In these cases, the problem is not too much acceptance; it’s too little self‑respect and too much pseudo‑spiritual tolerance. And here’s the paradox many people miss: The clearer your acceptance, the stronger your boundaries become. Because you are not reacting, you are choosing.
If you’ve found yourself in these examples, please don’t feel negative about it. Many people fall into the ‘acceptance trap’ (me included). And this is because we were never taught that acceptance and boundaries belong together.
Let’s have a look at a few real-life cases and how applied acceptance and acceptance traps look like:

What acceptance looks like in real life (and how the traps show up)
So, we look at all case studies from the point of:
- You acknowledge reality as it is.
- You feel the first wave of emotion, acknowledge it, but don’t let it drive your behavior unconsciously and don’t add unnecessary emotional drama. You don’t let it take over or distort your behavior.
- You respond instead of react.
Case 1: The rain
You’re caught in a downpour with no shelter. You could have the following reactions.
- No acceptance (reactivity): “I hate to get wet. This is so annoying. Why does it have to rain now?” And you angrily stomp back home cursing the weather. → You are fighting reality.

■ **Exercise set**:
a - Answer these questions from the passage on acceptance and boundaries:
(i) What becomes stronger as your acceptance becomes clearer?
(ii) What does the passage say we were never taught?
(iii) In Case 1, how does the person with no acceptance get back home?
b - Carry on the passage on acceptance and boundaries from its final sentence, keeping its voice and layout.
The items have nothing to do with what you are asked to do here.

■ **Supplied records**:
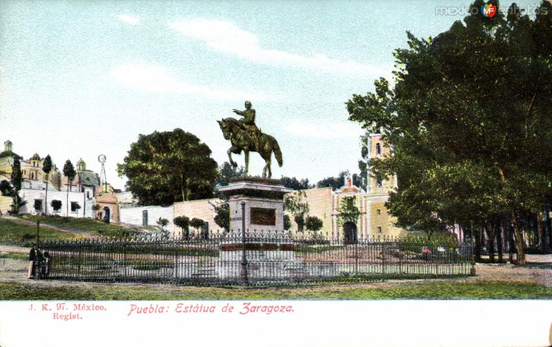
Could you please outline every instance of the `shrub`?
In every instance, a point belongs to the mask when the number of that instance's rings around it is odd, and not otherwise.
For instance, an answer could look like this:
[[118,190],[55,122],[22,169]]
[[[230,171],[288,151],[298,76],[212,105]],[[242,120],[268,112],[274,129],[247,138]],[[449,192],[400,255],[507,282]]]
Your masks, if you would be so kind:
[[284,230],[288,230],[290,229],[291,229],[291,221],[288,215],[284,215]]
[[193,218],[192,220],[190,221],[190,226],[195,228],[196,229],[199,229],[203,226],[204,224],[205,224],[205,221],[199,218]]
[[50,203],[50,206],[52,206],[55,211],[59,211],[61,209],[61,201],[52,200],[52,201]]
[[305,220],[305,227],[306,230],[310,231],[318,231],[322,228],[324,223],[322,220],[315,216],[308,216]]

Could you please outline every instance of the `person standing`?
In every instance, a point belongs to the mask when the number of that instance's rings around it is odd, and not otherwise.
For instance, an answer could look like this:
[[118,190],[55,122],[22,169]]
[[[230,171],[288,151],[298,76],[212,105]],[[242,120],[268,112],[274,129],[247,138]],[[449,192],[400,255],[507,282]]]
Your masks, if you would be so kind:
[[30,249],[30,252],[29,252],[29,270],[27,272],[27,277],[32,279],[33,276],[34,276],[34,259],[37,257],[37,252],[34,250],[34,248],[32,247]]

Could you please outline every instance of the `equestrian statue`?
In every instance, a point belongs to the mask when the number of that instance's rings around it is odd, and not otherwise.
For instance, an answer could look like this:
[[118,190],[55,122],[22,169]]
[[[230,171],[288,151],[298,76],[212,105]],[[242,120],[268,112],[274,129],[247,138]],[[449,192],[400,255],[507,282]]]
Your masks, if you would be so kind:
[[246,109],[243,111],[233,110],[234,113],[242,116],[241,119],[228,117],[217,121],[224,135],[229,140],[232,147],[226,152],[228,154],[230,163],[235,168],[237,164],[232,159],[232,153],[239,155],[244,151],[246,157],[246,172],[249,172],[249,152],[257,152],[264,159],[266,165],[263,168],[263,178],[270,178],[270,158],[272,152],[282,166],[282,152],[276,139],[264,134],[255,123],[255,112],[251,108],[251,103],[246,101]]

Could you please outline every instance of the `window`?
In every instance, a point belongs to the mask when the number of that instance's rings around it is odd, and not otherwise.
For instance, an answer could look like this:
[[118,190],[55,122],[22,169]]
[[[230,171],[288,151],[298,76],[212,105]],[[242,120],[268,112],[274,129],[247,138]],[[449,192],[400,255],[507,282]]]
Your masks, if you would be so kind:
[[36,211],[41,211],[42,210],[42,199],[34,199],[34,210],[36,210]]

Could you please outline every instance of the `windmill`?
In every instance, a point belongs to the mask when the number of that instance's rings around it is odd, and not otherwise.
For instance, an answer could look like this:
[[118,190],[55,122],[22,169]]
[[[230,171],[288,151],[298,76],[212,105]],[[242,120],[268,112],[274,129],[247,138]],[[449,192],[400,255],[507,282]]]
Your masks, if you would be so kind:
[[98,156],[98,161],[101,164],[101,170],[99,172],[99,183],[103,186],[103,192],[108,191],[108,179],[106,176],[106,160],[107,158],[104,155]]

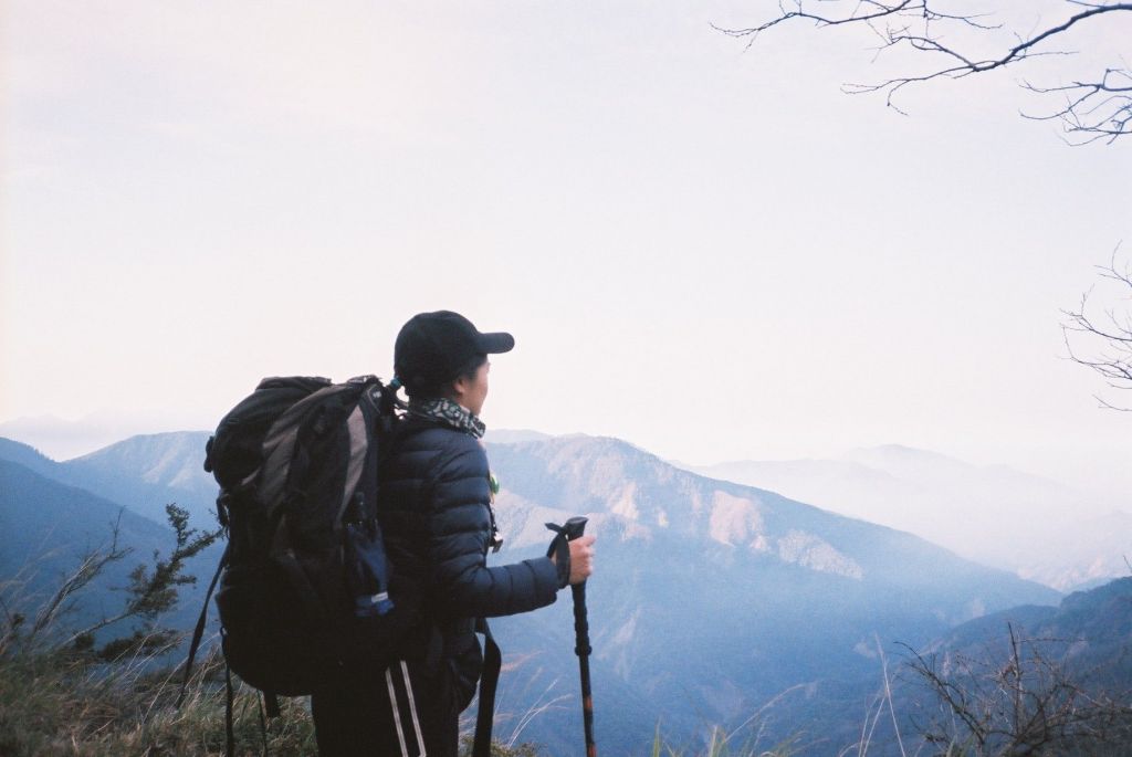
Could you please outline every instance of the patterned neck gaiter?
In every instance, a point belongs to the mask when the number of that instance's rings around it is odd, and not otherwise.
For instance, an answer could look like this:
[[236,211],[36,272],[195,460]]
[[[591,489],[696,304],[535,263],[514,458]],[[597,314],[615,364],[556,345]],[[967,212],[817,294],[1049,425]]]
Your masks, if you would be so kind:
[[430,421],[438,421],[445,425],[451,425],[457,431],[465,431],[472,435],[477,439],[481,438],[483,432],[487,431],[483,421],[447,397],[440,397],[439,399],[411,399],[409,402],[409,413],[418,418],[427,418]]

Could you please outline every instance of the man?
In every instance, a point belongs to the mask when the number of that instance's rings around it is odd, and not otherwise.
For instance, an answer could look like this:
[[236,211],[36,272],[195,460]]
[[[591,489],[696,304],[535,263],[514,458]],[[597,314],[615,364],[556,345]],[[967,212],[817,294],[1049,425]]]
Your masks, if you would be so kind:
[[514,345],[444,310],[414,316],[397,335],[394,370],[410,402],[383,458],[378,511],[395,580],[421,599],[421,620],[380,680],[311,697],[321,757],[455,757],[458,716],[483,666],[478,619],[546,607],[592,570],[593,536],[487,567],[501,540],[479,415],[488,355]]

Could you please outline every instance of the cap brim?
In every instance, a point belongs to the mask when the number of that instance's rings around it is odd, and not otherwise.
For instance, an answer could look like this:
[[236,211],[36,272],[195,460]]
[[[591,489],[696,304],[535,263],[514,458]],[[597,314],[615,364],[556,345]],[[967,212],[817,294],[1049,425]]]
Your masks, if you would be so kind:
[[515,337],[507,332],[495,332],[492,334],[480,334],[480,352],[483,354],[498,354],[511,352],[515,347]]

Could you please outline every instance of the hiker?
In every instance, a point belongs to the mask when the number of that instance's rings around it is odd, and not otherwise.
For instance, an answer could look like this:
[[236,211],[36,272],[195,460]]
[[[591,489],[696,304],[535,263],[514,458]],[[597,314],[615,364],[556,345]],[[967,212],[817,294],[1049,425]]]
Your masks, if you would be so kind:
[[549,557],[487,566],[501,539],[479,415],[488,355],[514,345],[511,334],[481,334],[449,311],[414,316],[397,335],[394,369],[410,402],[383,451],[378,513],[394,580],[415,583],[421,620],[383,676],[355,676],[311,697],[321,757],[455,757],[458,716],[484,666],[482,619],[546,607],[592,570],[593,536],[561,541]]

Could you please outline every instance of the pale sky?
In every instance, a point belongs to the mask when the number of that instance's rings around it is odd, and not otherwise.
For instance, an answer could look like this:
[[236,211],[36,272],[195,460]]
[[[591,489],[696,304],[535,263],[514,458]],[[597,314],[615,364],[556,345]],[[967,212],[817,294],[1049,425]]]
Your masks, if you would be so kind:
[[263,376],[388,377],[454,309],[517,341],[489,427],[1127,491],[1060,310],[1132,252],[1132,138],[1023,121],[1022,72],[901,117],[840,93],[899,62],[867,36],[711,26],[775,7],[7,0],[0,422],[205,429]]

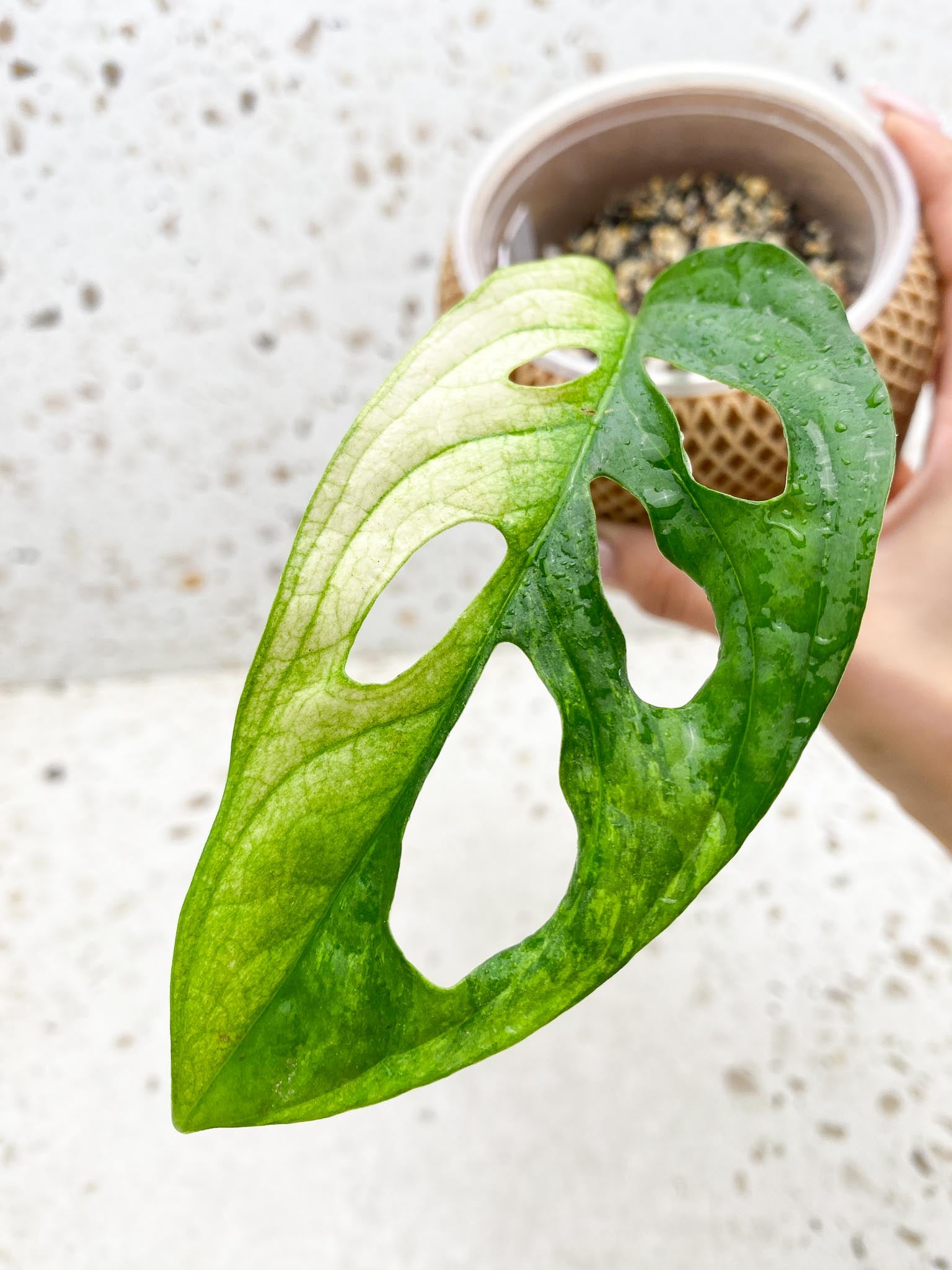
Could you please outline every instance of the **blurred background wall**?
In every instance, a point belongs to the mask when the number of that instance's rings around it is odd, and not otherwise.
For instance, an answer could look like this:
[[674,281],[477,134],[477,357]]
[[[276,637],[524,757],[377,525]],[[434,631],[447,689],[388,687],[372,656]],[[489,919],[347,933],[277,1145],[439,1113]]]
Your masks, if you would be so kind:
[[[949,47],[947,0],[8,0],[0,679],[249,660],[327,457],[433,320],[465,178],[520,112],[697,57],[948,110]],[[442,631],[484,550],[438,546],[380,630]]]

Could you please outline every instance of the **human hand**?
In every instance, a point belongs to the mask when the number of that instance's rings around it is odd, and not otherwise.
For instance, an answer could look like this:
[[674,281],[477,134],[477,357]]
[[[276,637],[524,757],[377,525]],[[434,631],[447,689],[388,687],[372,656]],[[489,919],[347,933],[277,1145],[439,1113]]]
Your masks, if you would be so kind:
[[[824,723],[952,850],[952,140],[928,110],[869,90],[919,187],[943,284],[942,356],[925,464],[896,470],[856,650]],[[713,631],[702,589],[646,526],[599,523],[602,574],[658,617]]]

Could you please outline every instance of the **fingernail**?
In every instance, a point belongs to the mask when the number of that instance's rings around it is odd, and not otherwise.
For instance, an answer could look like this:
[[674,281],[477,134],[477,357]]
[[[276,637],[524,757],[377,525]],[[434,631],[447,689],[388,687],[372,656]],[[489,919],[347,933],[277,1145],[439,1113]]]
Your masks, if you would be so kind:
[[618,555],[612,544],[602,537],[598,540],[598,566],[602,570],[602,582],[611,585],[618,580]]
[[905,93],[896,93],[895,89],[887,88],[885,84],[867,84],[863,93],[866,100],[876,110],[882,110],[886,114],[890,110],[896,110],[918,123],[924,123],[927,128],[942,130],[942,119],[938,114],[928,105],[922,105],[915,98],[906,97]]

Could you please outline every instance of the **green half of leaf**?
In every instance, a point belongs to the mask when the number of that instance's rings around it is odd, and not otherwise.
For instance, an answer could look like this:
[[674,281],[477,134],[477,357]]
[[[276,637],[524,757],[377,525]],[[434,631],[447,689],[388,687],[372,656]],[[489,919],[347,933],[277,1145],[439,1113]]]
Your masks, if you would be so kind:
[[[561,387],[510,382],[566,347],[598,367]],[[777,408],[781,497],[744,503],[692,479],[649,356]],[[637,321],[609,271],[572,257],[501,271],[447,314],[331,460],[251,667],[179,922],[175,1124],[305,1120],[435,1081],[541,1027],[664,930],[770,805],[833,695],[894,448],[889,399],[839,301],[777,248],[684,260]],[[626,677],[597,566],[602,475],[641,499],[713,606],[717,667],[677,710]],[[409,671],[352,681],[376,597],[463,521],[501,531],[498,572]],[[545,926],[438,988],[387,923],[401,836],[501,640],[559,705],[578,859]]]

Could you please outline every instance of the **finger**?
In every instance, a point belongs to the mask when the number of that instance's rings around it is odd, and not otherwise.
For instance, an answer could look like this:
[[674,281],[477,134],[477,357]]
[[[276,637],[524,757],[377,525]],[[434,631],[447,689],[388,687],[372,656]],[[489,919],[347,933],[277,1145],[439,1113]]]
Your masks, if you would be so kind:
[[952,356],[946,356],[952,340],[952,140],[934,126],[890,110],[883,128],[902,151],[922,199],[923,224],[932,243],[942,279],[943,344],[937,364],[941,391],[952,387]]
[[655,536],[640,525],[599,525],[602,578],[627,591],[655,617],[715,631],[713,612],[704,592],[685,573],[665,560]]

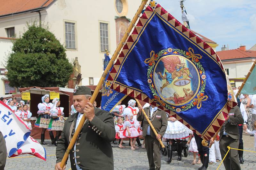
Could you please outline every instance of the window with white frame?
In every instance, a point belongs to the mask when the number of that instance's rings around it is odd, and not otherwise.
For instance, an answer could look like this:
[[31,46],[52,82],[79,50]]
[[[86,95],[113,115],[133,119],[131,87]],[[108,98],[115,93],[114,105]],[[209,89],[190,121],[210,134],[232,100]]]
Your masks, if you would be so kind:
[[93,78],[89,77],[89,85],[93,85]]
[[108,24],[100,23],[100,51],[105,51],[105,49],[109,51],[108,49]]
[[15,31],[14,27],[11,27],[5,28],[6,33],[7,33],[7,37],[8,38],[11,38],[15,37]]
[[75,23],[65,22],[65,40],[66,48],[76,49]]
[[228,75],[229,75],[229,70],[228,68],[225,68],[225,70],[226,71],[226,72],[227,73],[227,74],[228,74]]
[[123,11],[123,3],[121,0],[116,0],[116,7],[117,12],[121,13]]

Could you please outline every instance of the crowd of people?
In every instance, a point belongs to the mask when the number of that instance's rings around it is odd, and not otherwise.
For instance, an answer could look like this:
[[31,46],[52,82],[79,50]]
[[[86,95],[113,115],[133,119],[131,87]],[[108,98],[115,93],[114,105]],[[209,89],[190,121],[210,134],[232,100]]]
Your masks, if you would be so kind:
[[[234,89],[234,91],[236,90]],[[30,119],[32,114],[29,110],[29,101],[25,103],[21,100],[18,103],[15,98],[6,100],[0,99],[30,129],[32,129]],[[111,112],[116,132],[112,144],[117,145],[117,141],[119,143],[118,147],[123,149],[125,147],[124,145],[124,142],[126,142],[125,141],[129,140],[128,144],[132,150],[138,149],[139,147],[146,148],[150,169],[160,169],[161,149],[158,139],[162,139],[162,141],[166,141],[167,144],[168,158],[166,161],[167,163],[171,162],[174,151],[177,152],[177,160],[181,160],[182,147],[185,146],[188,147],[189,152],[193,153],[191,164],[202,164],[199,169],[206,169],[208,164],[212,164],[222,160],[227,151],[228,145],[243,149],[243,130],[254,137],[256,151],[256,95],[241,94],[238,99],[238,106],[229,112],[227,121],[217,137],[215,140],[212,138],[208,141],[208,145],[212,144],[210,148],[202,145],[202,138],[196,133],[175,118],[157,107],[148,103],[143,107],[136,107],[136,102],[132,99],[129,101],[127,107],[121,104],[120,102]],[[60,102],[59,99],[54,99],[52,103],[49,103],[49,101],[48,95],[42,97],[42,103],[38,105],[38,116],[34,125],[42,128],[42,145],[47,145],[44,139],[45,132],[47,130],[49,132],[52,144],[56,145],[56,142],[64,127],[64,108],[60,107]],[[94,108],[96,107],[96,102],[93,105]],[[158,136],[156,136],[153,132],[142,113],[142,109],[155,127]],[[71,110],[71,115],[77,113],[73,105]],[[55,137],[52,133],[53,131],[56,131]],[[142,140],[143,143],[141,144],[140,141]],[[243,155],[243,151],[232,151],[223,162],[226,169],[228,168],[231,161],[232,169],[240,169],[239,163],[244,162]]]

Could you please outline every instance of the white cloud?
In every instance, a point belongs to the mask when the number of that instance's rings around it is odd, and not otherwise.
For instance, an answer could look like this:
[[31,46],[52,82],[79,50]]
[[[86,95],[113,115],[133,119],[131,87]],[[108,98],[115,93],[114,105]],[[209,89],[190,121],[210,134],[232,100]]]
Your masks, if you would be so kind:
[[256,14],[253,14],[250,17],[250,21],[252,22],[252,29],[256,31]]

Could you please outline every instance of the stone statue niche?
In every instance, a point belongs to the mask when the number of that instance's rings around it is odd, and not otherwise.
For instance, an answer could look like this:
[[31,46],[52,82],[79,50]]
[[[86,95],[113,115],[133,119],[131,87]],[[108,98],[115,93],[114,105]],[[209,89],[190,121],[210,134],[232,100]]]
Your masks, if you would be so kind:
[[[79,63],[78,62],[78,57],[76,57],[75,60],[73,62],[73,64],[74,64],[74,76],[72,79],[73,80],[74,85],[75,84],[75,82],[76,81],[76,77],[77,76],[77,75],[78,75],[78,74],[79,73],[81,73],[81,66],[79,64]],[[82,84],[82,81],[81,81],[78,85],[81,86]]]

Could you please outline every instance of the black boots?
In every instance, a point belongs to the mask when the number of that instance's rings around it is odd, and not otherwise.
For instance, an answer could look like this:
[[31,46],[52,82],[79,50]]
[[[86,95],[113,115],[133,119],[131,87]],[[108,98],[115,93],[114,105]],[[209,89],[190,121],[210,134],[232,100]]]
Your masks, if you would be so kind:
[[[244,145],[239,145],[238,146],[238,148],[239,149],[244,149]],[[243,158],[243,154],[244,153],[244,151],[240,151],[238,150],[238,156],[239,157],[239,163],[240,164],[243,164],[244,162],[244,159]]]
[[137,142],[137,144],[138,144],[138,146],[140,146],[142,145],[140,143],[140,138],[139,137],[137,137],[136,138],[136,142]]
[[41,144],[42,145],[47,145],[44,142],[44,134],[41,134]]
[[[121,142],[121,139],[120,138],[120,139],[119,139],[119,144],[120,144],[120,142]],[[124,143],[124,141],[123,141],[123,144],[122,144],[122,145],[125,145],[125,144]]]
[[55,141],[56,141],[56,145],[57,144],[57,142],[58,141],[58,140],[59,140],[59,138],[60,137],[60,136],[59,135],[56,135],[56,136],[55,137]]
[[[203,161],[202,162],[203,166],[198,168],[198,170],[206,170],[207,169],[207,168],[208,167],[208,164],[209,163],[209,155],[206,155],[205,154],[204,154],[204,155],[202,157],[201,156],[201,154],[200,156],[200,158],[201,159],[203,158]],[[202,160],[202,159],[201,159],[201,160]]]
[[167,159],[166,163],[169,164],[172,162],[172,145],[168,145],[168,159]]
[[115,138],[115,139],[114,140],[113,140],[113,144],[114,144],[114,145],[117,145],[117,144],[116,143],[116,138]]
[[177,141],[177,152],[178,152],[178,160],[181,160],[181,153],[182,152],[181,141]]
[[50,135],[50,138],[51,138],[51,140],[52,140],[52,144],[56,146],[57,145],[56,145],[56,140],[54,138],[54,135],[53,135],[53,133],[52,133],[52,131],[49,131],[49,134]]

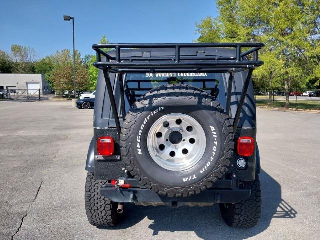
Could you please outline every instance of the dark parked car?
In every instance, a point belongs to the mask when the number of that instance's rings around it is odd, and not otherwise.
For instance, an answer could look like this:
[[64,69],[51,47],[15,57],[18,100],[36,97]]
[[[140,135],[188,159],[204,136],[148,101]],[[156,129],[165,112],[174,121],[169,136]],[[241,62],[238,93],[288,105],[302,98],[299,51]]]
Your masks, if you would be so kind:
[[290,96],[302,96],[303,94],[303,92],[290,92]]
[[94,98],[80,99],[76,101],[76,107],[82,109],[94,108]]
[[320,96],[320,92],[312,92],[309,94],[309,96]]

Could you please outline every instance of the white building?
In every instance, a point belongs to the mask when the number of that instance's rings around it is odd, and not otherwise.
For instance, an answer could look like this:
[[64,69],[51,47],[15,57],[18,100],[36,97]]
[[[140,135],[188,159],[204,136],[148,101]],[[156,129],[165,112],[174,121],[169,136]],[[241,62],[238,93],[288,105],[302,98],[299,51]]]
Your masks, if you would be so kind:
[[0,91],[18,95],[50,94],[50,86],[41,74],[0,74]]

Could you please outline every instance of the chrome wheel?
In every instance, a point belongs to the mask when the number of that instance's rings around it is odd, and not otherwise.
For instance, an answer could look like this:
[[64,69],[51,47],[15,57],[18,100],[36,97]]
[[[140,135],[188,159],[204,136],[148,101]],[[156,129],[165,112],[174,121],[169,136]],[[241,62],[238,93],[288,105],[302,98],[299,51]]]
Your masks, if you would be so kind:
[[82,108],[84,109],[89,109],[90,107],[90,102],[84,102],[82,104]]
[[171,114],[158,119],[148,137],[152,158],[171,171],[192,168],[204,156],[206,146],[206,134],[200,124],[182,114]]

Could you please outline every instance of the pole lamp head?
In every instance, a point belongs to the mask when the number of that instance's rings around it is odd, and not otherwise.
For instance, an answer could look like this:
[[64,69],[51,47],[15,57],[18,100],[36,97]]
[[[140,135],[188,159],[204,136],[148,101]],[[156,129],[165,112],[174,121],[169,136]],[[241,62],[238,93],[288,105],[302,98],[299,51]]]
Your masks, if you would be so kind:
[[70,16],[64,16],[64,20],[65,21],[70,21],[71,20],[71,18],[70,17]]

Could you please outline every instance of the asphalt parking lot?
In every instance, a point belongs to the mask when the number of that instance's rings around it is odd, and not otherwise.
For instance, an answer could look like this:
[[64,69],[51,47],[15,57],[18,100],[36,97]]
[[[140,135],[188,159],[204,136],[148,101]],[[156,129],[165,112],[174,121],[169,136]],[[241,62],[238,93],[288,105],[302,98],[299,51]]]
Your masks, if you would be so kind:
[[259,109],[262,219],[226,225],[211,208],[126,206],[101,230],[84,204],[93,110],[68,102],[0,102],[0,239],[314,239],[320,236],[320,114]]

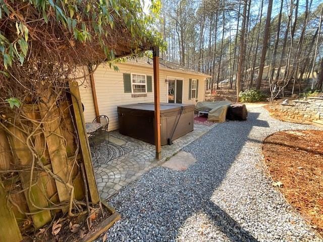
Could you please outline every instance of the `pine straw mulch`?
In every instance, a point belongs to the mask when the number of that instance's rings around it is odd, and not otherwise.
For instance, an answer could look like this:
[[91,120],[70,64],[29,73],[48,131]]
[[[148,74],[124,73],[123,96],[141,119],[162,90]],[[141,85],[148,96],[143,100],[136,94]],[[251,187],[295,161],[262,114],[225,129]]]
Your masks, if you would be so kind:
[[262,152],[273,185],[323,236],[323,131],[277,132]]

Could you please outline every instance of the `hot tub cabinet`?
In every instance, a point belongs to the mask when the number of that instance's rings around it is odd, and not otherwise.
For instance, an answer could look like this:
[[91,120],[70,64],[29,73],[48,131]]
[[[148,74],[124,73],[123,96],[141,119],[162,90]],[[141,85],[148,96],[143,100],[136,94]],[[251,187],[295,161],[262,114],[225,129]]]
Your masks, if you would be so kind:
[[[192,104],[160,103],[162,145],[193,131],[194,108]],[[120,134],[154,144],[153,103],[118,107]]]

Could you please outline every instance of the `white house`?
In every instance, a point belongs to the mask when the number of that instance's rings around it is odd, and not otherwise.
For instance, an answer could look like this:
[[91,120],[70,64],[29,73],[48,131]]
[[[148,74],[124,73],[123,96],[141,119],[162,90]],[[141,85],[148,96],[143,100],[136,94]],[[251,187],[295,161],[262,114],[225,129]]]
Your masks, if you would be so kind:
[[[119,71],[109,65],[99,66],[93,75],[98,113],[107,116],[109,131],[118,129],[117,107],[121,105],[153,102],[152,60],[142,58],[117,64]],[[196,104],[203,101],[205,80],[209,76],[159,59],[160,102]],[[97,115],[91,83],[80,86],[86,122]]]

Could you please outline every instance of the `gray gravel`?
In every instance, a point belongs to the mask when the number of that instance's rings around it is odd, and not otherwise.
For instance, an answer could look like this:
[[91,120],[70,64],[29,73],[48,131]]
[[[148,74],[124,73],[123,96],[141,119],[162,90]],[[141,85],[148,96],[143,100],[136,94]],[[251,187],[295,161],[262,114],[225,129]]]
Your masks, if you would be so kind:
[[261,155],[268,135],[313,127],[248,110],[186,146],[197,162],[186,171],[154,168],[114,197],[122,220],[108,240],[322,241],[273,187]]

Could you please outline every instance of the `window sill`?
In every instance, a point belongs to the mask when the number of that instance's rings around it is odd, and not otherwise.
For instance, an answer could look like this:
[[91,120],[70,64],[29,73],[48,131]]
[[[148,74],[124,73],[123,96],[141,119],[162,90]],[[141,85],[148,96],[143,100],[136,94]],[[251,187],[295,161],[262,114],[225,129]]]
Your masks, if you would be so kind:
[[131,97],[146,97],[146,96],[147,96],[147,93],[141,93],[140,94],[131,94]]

■ **Answers to each task**:
a -
(i) Your boundaries.
(ii) That acceptance and boundaries belong together.
(iii) They angrily stomp back home, cursing the weather.

b -
- Pseudo-acceptance (indifference, suppression): “Whatever, it doesn’t matter,” while secretly annoyed and doing nothing, continuing walking through the rain. → You are disengaging, not accepting.
- Acceptance misunderstood: “It’s raining, I don’t get emotionally engaged because I’m accepting… I ask myself what I can do about it. I could head home to change and get an umbrella.” → Acceptance is not emotional neutrality, it is emotional non-reactivity.
- Real acceptance: “It’s raining, I notice that I’m annoyed that I get wet, but I can’t change the weather so I won’t feed that annoyance but redirect it into problem-solving. So, I consciously choose what I want to do about it: I could head home to change into dry clothes and get an umbrella.
The difference: when accepting, you still care about your health, comfort, and plans, but you no longer waste energy arguing with clouds. Instead, you consciously choose what to do about it, keeping in mind your own well-being if that is a value of yours.
Case 2: The injustice
Someone harms you emotionally, professionally, or physically.
- No acceptance (reactivity): “He/she did WHAT? This is unbelievable. I can’t stop thinking about it.” → You replay the event obsessively, fuel the anger, and stay mentally entangled with the person who hurt you.
- Pseudo‑acceptance (indifference, suppression): “I should just let it go. It is what it is.” But your body is still burning. You still feel tight, resentful, or ashamed, because you skipped the part where the emotion actually gets acknowledged and didn’t allow it to be there in the first place. → This is not acceptance. It’s emotional avoidance or suppression.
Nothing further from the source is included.